(Source extract)
----

So anyway, I've never been horrible with women. I'm a pretty good looking guy and I believe that's whats helped me in the past. I've been in a few relationships over the years and have a bit of a dilema right now. Last year I screwed up a relationship by NOT pushing hard enough for physical activity. I tried the nice guy approach. I figured, "hey, I'm in, I dont need to win this girl over... I'll give her space, she'll come around eventually". wrong. She ended it because she lost feelings for me (OUCH). I learn from my mistakes. I love to learn from others mistakes even more. I told myself I would never fall for this one again and moved on.

----

(Data shown)
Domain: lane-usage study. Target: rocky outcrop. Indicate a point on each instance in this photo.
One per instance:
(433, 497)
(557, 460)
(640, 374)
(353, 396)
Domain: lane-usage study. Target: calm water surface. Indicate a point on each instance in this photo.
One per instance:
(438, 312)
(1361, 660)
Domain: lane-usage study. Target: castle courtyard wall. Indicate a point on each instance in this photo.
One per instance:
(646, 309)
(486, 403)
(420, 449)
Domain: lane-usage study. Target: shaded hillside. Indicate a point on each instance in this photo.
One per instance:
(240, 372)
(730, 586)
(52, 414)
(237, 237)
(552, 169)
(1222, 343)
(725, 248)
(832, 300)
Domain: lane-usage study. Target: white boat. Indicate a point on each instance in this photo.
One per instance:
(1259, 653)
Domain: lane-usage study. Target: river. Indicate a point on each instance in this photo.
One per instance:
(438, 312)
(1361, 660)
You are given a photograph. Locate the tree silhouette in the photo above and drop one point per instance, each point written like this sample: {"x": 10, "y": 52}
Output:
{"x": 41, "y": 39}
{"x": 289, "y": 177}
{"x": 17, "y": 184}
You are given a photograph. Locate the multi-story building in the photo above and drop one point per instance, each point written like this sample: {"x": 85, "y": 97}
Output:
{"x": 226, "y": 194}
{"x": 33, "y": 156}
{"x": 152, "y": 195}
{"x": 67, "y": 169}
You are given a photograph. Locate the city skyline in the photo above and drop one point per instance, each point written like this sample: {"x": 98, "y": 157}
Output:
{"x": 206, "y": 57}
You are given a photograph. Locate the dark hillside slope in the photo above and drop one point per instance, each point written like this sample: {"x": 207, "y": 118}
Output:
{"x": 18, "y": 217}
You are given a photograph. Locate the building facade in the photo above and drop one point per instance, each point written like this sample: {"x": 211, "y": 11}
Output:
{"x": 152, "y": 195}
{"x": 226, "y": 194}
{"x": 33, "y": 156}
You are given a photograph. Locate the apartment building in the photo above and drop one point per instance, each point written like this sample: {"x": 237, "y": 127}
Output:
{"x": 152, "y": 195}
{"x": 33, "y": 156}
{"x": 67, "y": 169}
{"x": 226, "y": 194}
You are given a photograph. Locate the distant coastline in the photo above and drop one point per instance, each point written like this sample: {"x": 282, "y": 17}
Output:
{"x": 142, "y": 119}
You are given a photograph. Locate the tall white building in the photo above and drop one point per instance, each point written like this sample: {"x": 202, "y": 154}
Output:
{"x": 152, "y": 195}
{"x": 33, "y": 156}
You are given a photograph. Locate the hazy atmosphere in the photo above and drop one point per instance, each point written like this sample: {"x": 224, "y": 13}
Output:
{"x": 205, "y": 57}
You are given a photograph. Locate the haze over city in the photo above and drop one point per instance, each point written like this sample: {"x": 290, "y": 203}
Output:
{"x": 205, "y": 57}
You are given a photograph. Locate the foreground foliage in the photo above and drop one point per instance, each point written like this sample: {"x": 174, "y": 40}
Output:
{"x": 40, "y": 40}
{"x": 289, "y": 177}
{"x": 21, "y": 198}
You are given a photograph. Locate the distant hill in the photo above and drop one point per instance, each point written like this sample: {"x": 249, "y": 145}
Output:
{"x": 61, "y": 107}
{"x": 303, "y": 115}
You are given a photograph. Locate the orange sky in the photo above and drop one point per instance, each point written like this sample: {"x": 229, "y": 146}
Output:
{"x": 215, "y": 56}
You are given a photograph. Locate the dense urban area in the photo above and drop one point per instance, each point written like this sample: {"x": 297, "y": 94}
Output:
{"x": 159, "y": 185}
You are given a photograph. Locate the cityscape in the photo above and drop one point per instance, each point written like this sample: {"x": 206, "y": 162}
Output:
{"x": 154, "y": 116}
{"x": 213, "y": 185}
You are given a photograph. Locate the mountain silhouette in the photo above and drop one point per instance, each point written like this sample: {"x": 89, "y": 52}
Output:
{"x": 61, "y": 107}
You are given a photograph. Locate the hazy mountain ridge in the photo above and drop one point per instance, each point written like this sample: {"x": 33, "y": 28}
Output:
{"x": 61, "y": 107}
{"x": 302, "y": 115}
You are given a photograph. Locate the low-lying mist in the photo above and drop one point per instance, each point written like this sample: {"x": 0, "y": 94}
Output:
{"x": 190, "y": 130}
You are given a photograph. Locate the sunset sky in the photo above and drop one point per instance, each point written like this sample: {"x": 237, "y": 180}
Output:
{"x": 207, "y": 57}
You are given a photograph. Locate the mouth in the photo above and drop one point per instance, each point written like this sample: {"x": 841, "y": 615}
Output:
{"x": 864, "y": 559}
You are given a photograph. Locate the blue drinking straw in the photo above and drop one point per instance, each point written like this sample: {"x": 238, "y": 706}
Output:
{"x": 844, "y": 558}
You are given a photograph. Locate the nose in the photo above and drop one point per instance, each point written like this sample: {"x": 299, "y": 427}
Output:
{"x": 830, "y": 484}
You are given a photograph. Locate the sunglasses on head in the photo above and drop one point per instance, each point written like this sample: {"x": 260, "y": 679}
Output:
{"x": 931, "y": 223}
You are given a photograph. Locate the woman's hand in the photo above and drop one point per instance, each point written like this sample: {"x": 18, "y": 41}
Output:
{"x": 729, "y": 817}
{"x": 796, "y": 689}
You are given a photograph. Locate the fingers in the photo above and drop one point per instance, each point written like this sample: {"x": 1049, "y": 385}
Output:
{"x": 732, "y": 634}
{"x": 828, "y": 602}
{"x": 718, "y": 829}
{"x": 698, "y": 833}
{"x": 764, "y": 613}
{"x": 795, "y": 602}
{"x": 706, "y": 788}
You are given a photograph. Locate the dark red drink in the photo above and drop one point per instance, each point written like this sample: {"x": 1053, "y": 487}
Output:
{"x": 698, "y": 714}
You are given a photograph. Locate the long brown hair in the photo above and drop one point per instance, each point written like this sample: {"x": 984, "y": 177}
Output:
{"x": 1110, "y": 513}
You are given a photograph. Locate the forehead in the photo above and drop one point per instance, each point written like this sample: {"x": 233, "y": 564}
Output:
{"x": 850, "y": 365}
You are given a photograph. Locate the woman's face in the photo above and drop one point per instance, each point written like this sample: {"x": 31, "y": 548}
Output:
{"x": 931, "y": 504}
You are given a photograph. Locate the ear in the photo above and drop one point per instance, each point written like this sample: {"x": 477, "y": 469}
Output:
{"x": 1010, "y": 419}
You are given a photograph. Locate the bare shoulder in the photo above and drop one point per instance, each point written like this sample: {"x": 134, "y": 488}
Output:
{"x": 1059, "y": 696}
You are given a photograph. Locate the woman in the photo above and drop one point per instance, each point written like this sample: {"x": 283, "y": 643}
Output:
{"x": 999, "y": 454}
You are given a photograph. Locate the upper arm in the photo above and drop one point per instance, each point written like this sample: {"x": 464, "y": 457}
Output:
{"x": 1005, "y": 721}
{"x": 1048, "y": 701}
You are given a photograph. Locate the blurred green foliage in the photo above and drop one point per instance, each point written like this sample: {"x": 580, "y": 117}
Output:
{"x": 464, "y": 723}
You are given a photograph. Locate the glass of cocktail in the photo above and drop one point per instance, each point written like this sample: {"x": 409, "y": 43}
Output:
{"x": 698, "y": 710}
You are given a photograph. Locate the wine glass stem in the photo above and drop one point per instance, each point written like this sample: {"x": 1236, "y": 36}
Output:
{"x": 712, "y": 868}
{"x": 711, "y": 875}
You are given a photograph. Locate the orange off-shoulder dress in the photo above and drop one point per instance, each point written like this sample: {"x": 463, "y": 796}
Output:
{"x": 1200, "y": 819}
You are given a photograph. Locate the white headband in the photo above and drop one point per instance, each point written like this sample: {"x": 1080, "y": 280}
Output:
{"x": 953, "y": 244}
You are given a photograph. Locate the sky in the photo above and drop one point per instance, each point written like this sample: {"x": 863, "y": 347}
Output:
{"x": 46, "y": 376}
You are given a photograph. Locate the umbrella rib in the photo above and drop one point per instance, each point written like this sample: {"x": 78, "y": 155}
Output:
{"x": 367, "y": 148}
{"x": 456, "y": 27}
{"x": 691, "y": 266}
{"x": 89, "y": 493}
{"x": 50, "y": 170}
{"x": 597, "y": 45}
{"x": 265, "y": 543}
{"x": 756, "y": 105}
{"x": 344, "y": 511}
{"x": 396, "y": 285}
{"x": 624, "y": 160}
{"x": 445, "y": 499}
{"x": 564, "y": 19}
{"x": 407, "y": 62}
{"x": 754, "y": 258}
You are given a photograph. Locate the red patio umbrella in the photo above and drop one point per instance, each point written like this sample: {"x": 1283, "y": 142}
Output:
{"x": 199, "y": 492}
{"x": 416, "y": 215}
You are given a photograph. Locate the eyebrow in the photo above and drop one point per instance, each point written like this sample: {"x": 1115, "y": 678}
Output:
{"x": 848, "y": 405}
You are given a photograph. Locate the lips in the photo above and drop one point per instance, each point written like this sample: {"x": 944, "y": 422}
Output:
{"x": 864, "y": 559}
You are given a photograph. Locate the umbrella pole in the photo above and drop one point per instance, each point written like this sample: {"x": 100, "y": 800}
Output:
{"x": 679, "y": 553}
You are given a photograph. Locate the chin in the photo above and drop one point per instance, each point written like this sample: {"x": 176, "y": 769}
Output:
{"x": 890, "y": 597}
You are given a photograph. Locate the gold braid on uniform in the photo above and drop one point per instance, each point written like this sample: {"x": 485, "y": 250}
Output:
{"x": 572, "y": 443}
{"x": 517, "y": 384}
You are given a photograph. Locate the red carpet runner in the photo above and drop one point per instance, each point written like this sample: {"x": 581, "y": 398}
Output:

----

Could you continue the post about the dating dilemma, starting right after its last sentence?

A year goes by and I'm on a dry spell. About december 08 I started talking to this chick that works at my apartment complex office. I always have packages so I'd flirt a bit. Finally one day in Feb I asked her out. She told me she isnt allowed to date tenants, but if I keep my mouth shut, she'd love to. Awkward things happened, date never happened (long story, and kinda worthless). she finds me on facebook. FINALLY I had a way to talk to her. I start messaging her a bit and eventually score the date. Took her out and had a great time. went on another and another and another... it's been about a month now. she's getting quite comfortable with me. I like where it's going. But a few things are throwing me off and I could use some insight.

1) she's very independent so she feels no need to be around people/guys/etc. it doesnt bother her.

2) I'm always the one calling or texting her for another date. this was fine at first but now its been long enough where I think she could put some effort into it.

3) she takes forever to get back to me from txts or calls, sometimes half a day. weird. and no i dont contact her every day, im not being needy, trust me, i give her space.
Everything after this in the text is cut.